* Arbeitsauftrag A:
Beantworte die folgenden Fragen zum Textauszug jeweils in einer eigenen Zeile:
(i) Wie heißt der Präsident des Lübecker Landgerichts?
(ii) Wie viele Strafverteidiger haben den Brief an ihn geschrieben?
(iii) Wie viele Strafrechtsprofessoren außer Böllinger teilen laut dem Text den Verdacht?
* Arbeitsauftrag B: Zähle alle Personen auf, die im Textauszug mit Vor- und Nachnamen genannt werden.
* Arbeitsauftrag C: Schreibe aus dem Textauszug wortgetreu die Stelle ab, die mit „Auch Böllinger und“ beginnt und mit „heißt es dort.“ endet.

* Textauszug:
Politik und Recht
"Richter Unbequem" in Zivilkammer versetzt

Lübeck: Strafaktion wegen liberaler Drogenurteile?

 
Lübeck - Rechtsanwälte und Strafrechtsprofessoren aus ganz Deutschland laufen Sturm gegen eine Personalentscheidung beim Lübecker Landgericht. Der Vorsitzende Richter Hartmut Schneider, der bundesweit mit zwei Drogenurteilen für Aufsehen gesorgt hatte, ist vom Gerichtspräsidium gegen seinen Willen von einer Straf- zu einer Zivilkammer versetzt worden. "Rechtsstaatlich unerträglich" nannte der Bremer Strafrechtsprofessor Lorenz Böllinger in einem jetzt bekanntgewordenen Protestschreiben den "Verdacht, daß hier ein unbequemer Strafrichter quasi strafversetzt und mundtot gemacht" werden solle.

Ein Sprecher des Landgerichts bestätigte, daß das Präsidium des Landgerichts die Geschäftsverteilung entsprechend geändert habe. Rückendeckung bekommt Schneider, der Richter "Unbequem", von Lübecker Anwälten. "Wir haben den Verdacht, daß ein außergewöhnlicher Strafrichter, der insbesondere im Bereich der Drogendelinquenz ebenso außergewöhnliche wie ausführlich begründete Urteile gefertigt hat, dieser Möglichkeit beraubt werden soll", heißt es in einem Brief von insgesamt 16 Strafverteidigern an den Präsidenten des Lübecker Landgerichts, Hans-Ernst Böttcher.

Auch Böllinger und sechs andere Strafrechtsprofessoren verschiedener Universitäten hegen diesen Verdacht, den sie in einem weiteren Brief an Böttcher ausführlich begründeten. Durch die Versetzung des Richters solle die "sachgerechte Kritik an der konservativen und restriktiven Rechtsprechung des Bundesgerichtshofes zu Cannabis-Delikten unterbunden werden", heißt es dort.

* Bereitgestellte Daten:
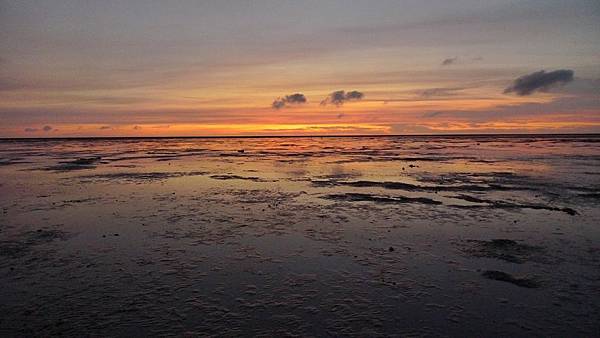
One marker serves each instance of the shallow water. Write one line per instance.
(364, 236)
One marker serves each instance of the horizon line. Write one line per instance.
(297, 136)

* Schriftliche Antwort A:
(i) Hans-Ernst Böttcher
(ii) 16
(iii) Sechs

* Schriftliche Antwort B: Hartmut Schneider, Lorenz Böllinger, Hans-Ernst Böttcher

* Schriftliche Antwort C:
Auch Böllinger und sechs andere Strafrechtsprofessoren verschiedener Universitäten hegen diesen Verdacht, den sie in einem weiteren Brief an Böttcher ausführlich begründeten. Durch die Versetzung des Richters solle die "sachgerechte Kritik an der konservativen und restriktiven Rechtsprechung des Bundesgerichtshofes zu Cannabis-Delikten unterbunden werden", heißt es dort.